Given problem -> State how many lines in the data below contain the string "locomotive", and reply with that number only.

Point placement records ->
++++++
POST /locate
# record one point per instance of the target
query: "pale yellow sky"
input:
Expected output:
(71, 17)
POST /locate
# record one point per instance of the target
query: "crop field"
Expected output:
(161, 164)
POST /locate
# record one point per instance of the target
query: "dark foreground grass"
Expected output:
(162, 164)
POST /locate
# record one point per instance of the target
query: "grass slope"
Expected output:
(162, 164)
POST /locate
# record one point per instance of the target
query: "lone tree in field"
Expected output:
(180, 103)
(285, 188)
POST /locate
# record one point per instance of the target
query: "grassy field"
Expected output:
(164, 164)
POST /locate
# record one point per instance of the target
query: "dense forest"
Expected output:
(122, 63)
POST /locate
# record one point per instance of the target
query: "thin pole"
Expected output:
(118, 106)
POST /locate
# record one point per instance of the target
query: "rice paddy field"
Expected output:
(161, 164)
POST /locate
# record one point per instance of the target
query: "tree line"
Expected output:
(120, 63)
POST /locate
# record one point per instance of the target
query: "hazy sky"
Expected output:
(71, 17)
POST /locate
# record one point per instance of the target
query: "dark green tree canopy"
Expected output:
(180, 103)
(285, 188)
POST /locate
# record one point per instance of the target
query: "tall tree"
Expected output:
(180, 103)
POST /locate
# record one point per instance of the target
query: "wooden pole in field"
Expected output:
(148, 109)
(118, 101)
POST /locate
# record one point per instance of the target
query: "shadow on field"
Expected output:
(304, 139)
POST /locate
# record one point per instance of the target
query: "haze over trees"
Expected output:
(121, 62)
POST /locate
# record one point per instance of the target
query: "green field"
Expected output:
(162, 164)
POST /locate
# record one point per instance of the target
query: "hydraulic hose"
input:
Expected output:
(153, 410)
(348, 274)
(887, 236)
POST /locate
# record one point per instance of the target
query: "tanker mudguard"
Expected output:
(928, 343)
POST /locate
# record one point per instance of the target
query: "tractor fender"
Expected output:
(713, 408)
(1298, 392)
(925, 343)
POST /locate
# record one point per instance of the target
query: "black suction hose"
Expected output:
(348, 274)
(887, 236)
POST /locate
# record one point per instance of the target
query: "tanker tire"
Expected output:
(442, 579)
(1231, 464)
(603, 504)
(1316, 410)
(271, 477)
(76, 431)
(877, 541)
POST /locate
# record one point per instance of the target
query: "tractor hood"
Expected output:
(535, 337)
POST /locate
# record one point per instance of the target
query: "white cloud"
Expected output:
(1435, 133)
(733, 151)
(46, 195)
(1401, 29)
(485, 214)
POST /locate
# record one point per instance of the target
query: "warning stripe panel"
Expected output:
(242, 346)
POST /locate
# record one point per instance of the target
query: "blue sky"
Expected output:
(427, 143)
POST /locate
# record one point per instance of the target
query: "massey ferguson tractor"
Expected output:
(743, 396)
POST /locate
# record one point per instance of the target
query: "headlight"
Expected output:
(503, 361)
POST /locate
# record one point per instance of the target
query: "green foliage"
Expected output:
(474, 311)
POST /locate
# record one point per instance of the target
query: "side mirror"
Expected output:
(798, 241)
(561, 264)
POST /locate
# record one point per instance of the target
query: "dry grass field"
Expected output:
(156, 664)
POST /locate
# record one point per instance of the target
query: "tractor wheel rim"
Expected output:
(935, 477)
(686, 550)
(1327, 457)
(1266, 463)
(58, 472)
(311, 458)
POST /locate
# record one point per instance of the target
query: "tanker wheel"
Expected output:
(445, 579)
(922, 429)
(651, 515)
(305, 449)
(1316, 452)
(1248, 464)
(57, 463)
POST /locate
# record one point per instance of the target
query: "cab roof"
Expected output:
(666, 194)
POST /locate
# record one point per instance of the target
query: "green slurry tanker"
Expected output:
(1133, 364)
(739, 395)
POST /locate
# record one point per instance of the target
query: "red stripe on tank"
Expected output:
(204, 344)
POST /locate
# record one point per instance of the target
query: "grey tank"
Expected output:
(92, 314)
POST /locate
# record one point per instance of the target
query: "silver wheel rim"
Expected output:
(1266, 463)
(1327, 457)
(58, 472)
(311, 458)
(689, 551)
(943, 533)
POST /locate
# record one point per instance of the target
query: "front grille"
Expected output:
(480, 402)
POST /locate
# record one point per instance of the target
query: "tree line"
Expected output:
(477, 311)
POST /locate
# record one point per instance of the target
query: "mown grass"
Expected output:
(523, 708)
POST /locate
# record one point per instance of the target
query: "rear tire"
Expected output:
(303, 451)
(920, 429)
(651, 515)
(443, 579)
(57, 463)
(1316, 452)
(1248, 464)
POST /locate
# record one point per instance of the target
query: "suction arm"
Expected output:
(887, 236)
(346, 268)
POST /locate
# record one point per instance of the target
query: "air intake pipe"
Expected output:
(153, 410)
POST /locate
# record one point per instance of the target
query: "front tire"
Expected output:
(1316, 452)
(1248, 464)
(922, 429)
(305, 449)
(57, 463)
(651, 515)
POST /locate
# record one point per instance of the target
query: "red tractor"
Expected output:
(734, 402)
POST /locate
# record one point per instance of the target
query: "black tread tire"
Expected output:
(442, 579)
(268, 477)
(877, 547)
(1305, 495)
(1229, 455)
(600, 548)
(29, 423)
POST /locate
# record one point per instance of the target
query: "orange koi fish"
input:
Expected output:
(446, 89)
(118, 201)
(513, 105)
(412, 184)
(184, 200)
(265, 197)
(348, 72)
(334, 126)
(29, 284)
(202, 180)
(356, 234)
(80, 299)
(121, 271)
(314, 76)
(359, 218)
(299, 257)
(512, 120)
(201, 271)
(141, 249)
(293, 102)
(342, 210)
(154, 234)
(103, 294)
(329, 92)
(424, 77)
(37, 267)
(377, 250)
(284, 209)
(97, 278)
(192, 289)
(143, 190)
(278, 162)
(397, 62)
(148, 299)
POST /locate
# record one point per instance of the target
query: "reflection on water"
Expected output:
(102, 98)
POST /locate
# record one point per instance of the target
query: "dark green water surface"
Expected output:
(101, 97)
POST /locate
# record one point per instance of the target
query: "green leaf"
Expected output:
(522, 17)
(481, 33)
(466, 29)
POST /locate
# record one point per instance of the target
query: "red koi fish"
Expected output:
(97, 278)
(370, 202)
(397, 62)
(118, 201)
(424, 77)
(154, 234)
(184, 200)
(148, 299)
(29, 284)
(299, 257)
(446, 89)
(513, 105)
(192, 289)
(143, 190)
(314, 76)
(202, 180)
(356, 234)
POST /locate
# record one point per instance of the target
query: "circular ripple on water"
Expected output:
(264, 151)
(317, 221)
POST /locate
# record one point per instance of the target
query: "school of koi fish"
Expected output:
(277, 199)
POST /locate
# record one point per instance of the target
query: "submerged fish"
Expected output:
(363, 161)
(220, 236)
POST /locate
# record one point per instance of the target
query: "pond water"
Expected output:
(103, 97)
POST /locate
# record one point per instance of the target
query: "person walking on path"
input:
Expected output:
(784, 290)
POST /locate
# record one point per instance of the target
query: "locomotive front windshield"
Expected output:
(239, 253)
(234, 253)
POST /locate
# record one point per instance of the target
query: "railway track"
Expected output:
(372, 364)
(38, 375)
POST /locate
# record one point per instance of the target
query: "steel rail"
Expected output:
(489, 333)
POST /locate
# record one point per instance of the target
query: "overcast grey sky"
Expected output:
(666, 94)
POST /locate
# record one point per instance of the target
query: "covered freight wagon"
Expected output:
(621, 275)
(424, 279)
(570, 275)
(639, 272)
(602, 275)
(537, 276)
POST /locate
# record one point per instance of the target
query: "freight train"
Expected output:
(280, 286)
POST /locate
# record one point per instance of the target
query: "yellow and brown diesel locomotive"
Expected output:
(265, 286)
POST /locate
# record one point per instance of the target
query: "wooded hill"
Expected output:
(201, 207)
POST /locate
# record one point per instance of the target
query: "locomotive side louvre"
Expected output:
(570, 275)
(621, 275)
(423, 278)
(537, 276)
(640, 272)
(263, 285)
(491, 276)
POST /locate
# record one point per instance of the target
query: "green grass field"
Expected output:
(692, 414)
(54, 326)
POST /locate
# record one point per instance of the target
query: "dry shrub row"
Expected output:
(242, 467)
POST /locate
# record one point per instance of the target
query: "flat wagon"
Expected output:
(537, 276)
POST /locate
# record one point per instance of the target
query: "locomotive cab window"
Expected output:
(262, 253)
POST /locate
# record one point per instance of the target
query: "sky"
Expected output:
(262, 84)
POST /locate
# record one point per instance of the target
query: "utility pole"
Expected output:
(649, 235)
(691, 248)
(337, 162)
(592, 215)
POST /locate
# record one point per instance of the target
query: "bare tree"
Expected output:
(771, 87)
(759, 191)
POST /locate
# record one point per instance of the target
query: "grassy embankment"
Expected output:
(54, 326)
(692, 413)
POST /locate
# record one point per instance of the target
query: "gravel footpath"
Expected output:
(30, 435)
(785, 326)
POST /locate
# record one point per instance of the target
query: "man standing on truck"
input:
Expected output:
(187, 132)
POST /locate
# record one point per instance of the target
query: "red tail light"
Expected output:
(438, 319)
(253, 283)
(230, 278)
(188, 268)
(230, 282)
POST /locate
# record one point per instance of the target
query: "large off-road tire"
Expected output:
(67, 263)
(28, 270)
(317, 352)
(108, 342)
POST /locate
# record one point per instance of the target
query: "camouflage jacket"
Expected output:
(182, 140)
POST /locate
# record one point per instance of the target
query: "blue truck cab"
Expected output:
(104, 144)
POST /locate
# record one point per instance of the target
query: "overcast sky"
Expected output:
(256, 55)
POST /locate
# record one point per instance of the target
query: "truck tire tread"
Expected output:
++++++
Result below -> 4